AZT, or zidovudine, is approved for use in patients who have full-blown AIDS, but a study has shown it can prolong the lives of people in earlier stages of the disease.

The Food and Drug Administration advisory panel said, "While this benefit has been clearly established, the committee emphasizes the need to carefully study and document the potential risks associated with prolonged zidovudine therapy, especially those related to the drug's cancer-causing potential, and any possible unique effects on women's fetuses and children."

Last August, officials at the National Institute of Allergy and Infectious Diseases said a clinical trial showed AZT significantly slows progression of AIDS in patients with early symptoms. The results were so promising that officials stopped the trial and began offering AZT to all study patients.
+ + + + + + +
Brief A: Could you print the AZT passage word for word, starting with "AZT, or zidovudine, is" and going on through "all study patients."?
Brief B: Can you carry on the AZT news report, picking up right after its last sentence?

Saved data entries:
+ + + + + + +
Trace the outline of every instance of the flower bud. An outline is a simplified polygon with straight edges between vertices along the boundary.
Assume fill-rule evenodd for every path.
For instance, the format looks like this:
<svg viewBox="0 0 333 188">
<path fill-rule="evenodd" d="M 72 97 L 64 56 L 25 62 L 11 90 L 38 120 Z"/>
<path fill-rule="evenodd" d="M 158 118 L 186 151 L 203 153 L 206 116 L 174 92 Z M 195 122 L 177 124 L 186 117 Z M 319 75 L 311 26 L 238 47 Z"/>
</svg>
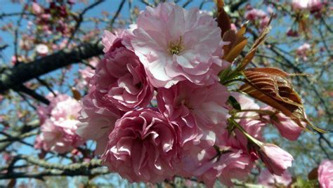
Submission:
<svg viewBox="0 0 333 188">
<path fill-rule="evenodd" d="M 278 175 L 282 175 L 288 167 L 292 166 L 294 160 L 290 154 L 272 144 L 263 144 L 259 155 L 269 171 Z"/>
</svg>

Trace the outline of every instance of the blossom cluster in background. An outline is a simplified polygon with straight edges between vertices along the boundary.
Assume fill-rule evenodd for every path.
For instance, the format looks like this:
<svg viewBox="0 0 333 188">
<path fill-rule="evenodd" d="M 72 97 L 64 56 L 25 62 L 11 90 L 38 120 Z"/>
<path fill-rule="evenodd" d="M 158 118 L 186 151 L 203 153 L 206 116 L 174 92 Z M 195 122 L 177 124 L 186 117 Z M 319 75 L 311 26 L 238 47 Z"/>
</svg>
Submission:
<svg viewBox="0 0 333 188">
<path fill-rule="evenodd" d="M 75 133 L 81 105 L 64 94 L 54 96 L 50 93 L 47 98 L 50 105 L 37 108 L 41 133 L 36 137 L 34 147 L 60 154 L 71 152 L 84 143 L 84 139 Z"/>
</svg>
+ + + + + + +
Answer A:
AZT, or zidovudine, is approved for use in patients who have full-blown AIDS, but a study has shown it can prolong the lives of people in earlier stages of the disease.

The Food and Drug Administration advisory panel said, "While this benefit has been clearly established, the committee emphasizes the need to carefully study and document the potential risks associated with prolonged zidovudine therapy, especially those related to the drug's cancer-causing potential, and any possible unique effects on women's fetuses and children."

Last August, officials at the National Institute of Allergy and Infectious Diseases said a clinical trial showed AZT significantly slows progression of AIDS in patients with early symptoms. The results were so promising that officials stopped the trial and began offering AZT to all study patients.

Answer B:
The FDA Antiviral Drugs Advisory Committee unanimously agreed the FDA should recommend use of AZT in people with levels of critical immune system cells, called T-4 cells, under 500 per cubic millimeter. The drug is now recommended for use in people whose T-4 cells are below 200 -- those considered to have full-blown AIDS.

AZT is being used by more than 40,000 people in the United States.

As many as 500,000 of the estimated 800,000 to 1.3 million people in the United States infected with HIV, the virus that causes AIDS, are believed to have T-4 cell counts between 200 and 500, according to the Public Health Service. However, many do not know they are infected with HIV.